- Records
┄┄┄┄┄┄┄┄┄┄

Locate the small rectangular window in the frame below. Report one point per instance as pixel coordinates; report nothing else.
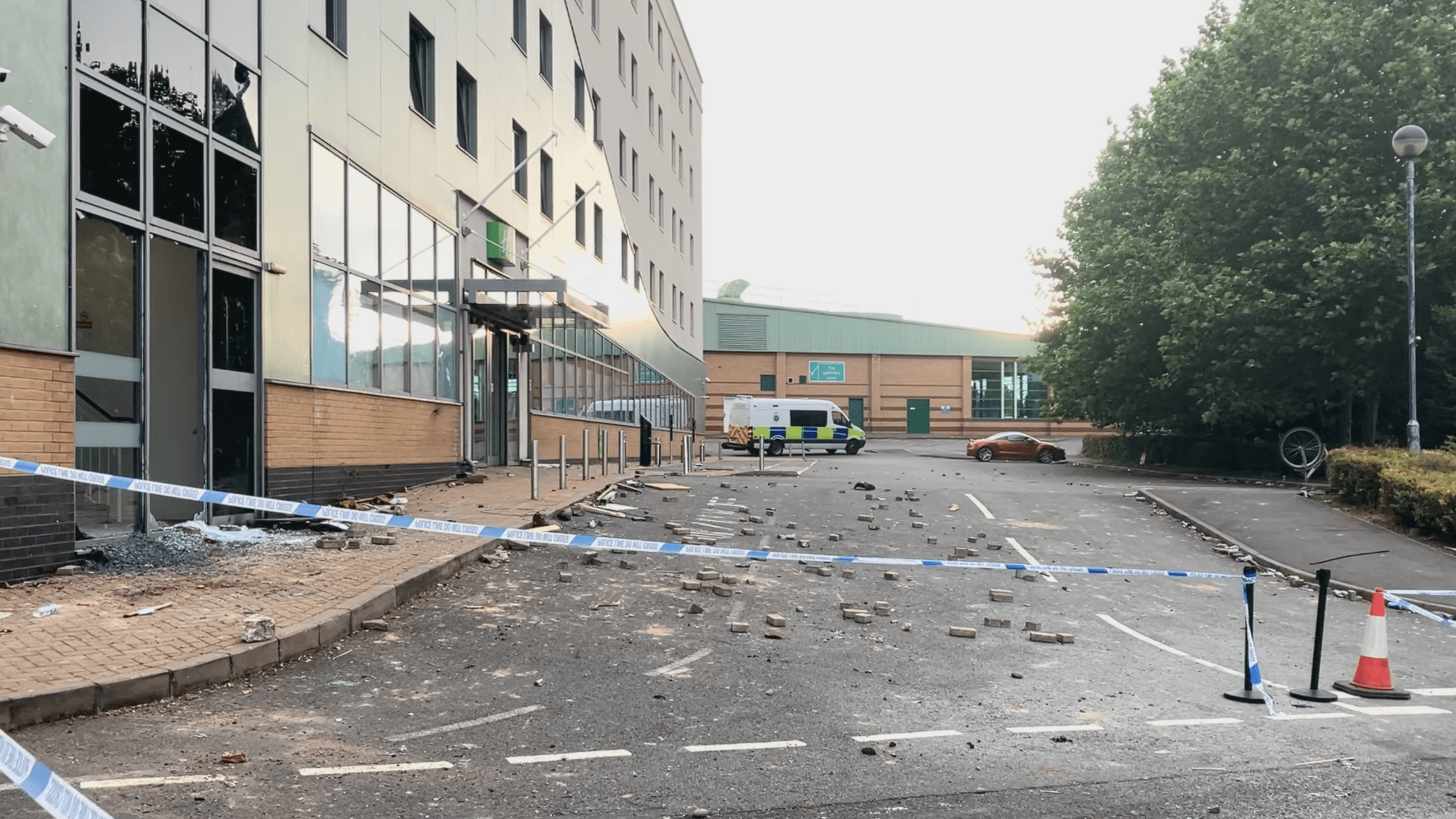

┄┄┄┄┄┄┄┄┄┄

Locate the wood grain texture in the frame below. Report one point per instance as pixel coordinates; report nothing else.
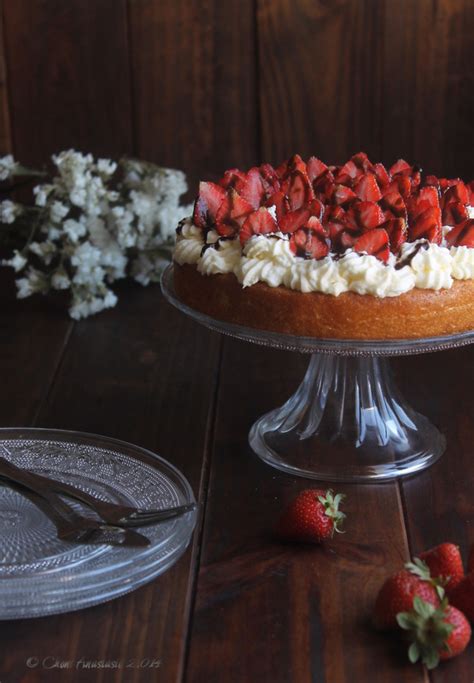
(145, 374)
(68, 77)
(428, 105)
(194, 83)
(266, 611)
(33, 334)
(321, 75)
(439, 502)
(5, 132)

┄┄┄┄┄┄┄┄┄┄

- Exercise aim
List every line of the entries above that contains the string "pixel", treating uppercase and lowercase letters as distinct.

- Answer in full
Locate the small rectangular window in the frame below. Report one point per instance as pixel coordinates; report nothing else.
Locate the wood grain texture in the frame below. Report one point per instance as pixel coordinates; report nothing else.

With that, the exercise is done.